# Short task
Write out again, word for word, the lines of the entries below, starting at the line that contains "field present in the scene below." and continuing through the last line of the entries. Leave the pictures out of your answer.

* Start Materials provided *

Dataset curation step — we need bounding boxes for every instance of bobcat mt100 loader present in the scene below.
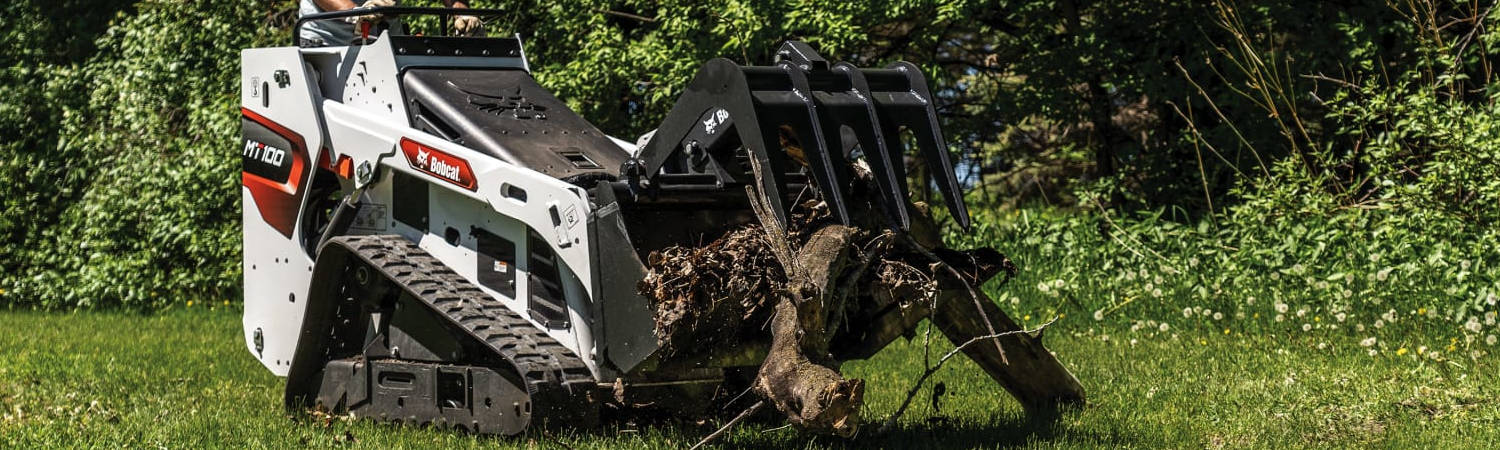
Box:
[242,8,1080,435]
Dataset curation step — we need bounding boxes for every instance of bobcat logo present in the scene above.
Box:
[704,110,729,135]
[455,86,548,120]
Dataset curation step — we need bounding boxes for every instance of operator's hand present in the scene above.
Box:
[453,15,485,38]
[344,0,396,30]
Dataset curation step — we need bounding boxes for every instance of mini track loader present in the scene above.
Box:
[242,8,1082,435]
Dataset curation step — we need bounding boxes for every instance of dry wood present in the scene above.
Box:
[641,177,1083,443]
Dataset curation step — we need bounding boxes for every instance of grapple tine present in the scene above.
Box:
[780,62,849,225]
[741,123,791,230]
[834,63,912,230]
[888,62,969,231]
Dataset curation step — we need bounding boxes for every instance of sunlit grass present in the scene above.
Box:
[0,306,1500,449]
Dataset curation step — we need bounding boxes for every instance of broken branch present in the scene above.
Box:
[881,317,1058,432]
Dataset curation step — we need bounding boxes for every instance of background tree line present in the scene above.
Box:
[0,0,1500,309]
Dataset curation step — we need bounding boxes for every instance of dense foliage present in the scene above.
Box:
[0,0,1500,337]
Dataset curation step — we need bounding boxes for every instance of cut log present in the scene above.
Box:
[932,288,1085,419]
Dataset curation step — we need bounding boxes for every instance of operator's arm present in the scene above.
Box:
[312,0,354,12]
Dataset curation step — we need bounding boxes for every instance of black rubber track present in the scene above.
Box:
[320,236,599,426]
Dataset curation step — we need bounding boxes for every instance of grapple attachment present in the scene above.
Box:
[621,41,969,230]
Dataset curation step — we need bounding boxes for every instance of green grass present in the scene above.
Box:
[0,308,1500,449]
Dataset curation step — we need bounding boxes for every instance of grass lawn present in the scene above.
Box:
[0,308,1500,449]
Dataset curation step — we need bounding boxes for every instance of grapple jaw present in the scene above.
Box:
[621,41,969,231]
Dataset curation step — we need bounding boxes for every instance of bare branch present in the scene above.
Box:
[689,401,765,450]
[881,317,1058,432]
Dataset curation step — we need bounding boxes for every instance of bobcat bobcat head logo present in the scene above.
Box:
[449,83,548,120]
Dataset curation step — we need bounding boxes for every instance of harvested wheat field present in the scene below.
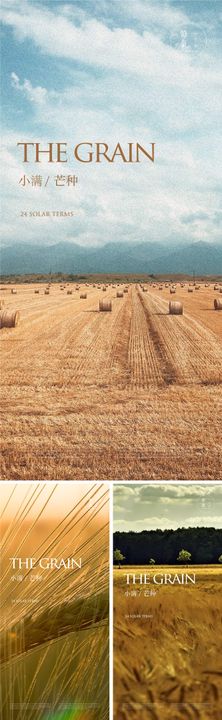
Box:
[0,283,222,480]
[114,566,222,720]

* End Materials provided *

# Answer for this exercise
Dataset curation step — we need bounding boxes for every instance of harvested wheat field present in the scene below.
Box:
[0,283,222,480]
[114,566,222,720]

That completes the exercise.